-- RECORDS TO PROCESS --
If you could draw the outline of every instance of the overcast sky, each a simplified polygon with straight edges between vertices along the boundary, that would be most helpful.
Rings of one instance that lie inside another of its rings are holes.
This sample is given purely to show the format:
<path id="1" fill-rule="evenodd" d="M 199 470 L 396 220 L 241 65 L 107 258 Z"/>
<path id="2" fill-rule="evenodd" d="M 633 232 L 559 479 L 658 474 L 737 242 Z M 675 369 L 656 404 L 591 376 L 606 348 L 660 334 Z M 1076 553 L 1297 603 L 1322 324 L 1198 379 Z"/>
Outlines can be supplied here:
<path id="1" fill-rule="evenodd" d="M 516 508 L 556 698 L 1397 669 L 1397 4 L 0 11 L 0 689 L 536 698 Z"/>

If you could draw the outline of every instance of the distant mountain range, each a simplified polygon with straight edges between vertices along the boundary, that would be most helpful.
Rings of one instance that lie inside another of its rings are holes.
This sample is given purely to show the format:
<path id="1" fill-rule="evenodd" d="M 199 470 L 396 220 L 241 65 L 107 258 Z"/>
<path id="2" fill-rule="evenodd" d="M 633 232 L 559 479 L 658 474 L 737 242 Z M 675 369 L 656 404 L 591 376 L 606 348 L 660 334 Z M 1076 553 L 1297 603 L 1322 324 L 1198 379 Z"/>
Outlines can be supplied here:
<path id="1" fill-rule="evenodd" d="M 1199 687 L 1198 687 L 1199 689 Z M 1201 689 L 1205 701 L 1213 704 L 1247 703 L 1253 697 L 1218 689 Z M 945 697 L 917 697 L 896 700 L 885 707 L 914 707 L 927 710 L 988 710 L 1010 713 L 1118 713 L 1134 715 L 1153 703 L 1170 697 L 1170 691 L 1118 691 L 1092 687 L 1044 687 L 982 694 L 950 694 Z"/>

-- WHAT YOU ARE ASKED TO DO --
Reproduce both items above verbatim, keeping every line and character unchanged.

-- TASK OUTPUT --
If you could draw the outline of every instance of the overcast sky, each a simplified polygon with straight edges between vertices along the boundary, that would be most helpful.
Rings of one instance that lie inside another of its rings are holes.
This sample is given purely to show the format:
<path id="1" fill-rule="evenodd" d="M 199 470 L 396 220 L 241 65 L 107 258 Z"/>
<path id="2" fill-rule="evenodd" d="M 633 232 L 559 479 L 658 474 L 737 242 Z M 675 369 L 656 404 L 591 376 L 606 348 L 660 334 Z M 1076 553 L 1297 603 L 1322 324 L 1198 379 Z"/>
Outlines can be supplied here:
<path id="1" fill-rule="evenodd" d="M 516 508 L 556 698 L 1397 669 L 1397 4 L 0 11 L 0 689 L 536 698 Z"/>

If you could draw the outline of every instance of the distant mountain range, each a simplified polygon with straight edges between vertices along the boundary, that would be most helpful.
Rings of one instance that lie inside another of its rings are holes.
This sample is given purely to show the format:
<path id="1" fill-rule="evenodd" d="M 199 470 L 396 220 L 241 65 L 107 258 Z"/>
<path id="2" fill-rule="evenodd" d="M 633 232 L 559 479 L 658 474 L 737 242 Z M 675 369 L 656 404 L 591 376 L 606 348 L 660 334 Z M 1076 553 L 1297 603 L 1322 324 L 1198 379 Z"/>
Outlines can be supplied here:
<path id="1" fill-rule="evenodd" d="M 1199 687 L 1198 687 L 1199 689 Z M 1201 689 L 1205 701 L 1213 704 L 1247 703 L 1253 697 L 1218 689 Z M 945 697 L 917 697 L 896 700 L 885 707 L 914 707 L 927 710 L 988 710 L 1010 713 L 1118 713 L 1134 715 L 1153 703 L 1170 697 L 1170 691 L 1118 691 L 1092 687 L 1044 687 L 982 694 L 950 694 Z"/>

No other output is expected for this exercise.